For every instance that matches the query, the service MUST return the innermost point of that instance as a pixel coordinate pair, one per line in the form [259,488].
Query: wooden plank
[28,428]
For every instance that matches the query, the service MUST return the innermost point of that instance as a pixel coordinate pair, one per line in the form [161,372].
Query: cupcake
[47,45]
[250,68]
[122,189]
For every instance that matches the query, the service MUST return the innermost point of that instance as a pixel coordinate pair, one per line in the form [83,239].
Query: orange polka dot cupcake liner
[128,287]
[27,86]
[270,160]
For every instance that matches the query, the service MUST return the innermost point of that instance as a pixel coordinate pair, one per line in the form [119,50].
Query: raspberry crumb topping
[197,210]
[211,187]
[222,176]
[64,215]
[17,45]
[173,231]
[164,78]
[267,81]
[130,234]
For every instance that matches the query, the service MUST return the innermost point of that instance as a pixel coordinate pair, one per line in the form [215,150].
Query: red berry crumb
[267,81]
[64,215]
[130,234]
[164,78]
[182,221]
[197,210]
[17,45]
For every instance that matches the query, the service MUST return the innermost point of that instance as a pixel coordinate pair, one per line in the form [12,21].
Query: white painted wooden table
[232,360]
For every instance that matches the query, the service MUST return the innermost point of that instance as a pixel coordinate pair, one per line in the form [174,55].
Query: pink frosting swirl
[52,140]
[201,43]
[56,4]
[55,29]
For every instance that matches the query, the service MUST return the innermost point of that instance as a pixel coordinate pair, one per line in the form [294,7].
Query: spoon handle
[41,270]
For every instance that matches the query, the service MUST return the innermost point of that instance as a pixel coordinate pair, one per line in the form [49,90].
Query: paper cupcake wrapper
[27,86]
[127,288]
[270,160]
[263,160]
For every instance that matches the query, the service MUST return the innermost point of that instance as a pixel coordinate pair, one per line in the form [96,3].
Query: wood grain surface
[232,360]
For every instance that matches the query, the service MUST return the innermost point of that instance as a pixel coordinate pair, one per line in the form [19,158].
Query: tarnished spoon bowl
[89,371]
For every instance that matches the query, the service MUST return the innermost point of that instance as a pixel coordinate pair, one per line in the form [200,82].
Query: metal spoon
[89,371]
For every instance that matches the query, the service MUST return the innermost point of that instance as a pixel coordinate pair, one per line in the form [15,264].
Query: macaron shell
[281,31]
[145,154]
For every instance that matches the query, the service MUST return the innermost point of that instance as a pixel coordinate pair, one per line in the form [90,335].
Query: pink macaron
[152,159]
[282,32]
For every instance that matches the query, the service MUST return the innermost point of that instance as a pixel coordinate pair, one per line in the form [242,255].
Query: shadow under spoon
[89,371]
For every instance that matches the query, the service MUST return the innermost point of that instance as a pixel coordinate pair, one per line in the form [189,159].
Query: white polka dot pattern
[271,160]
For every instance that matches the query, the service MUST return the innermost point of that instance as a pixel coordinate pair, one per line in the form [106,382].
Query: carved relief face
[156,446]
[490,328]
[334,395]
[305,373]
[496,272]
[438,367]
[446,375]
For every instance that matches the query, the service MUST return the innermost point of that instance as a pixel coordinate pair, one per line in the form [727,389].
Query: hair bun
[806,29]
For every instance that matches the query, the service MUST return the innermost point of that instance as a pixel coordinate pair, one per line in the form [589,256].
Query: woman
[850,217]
##########
■ GIVEN REQUEST ■
All of the entries must be quoted exactly; please include each one.

■ RESPONSE FOR THIS EXERCISE ■
For every instance that matches the query, the service MUST return the innermost point of that instance as a pixel coordinate pair, one per line in the form [259,488].
Query: wooden plank
[28,428]
For every instance that matches the query, the service MUST return the innermost point of that instance as a pixel coordinate pair, one per line in the form [161,372].
Query: cupcake
[47,45]
[250,68]
[122,189]
For every instance that matches the query, the service MUST return the innermost point of that instance as a pixel coordinate pair, one per line in the form [83,239].
Query: orange polka dot cupcake liner
[128,287]
[27,86]
[270,160]
For every instance that matches the query, the service MUST return the innermost point of that instance as a pixel coordinate pair, one per line in the form [119,50].
Query: raspberry crumb topping
[197,210]
[211,187]
[222,176]
[64,215]
[17,45]
[173,231]
[164,78]
[267,81]
[130,234]
For every instance that matches the query, the service MUST return the innermost point of that instance as a pixel coordinate pair, one per line in the form [215,150].
Query: red berry crumb
[267,81]
[64,215]
[130,234]
[164,78]
[182,221]
[197,210]
[17,45]
For every instance that matches the query, the service MUST return the innermost point of that instance as a pixel coordinate pair, one per line in the form [12,21].
Query: white painted wooden table
[232,360]
For every instance that matches the query, the service MUST return the innermost point of that instance as a pixel coordinate pair, one per line in the form [174,55].
Query: pink frosting swirl
[52,140]
[201,43]
[56,4]
[55,29]
For every instance that matches the query, the service MUST return the innermost point of that instance as a pixel coordinate pair, one per line in the form [294,7].
Query: spoon handle
[41,270]
For every instance that matches the query, the service MUST return the innermost point of that instance as a pixel coordinate pair, one per line in the form [49,90].
Query: paper cupcake wrapper
[27,86]
[127,288]
[270,160]
[263,160]
For every instance that matches the query, the service MUST return the innermost point of that instance as a pixel coordinate pair, one per line in the form [96,3].
Query: wood grain surface
[232,360]
For every instance that matches the query, the service MUST return the innermost point of that instance as a pixel coordinate pair, one per line in the form [19,158].
Query: tarnished spoon bowl
[89,371]
For every instance that matches the query, the service MUST return the innermost point of that instance as a pixel coordinate pair, one per line in the form [200,82].
Query: metal spoon
[89,371]
For every instance that matches the query, the service MUST return the innermost point of that instance as a pixel coordinate pair, one per line in the form [15,264].
Query: macaron shell
[281,31]
[145,154]
For every instance that matches the query, the service MUST return the innermost point of that instance as a pixel coordinate pair, one per line in the form [90,335].
Query: pink macaron
[152,159]
[282,32]
For every instance that matches the query, the service MUST return the innermost point of that instance as a pixel coordinate pair, one per line in the form [242,255].
Query: shadow under spoon
[89,371]
For every instance that matches the query, the service MUST return the innermost point of that instance as a pixel coordinate pair, one per line in the form [189,159].
Query: white polka dot pattern
[271,160]
For every instance that matches the query, the service MUST return the innermost point of that instance as a pixel coordinate pair, one per line in the form [106,382].
Query: carved relief face
[156,446]
[490,328]
[334,395]
[305,373]
[496,272]
[438,367]
[446,375]
For every instance that matches the query, the service MUST return the innermost point of that instance as a pixel coordinate pair, one per line in the form [727,389].
Query: hair bun
[806,29]
For every instance that matches the query, the service MUST return the innermost point of that instance as a pixel coordinate pair, one per line in the form [589,256].
Query: woman
[850,217]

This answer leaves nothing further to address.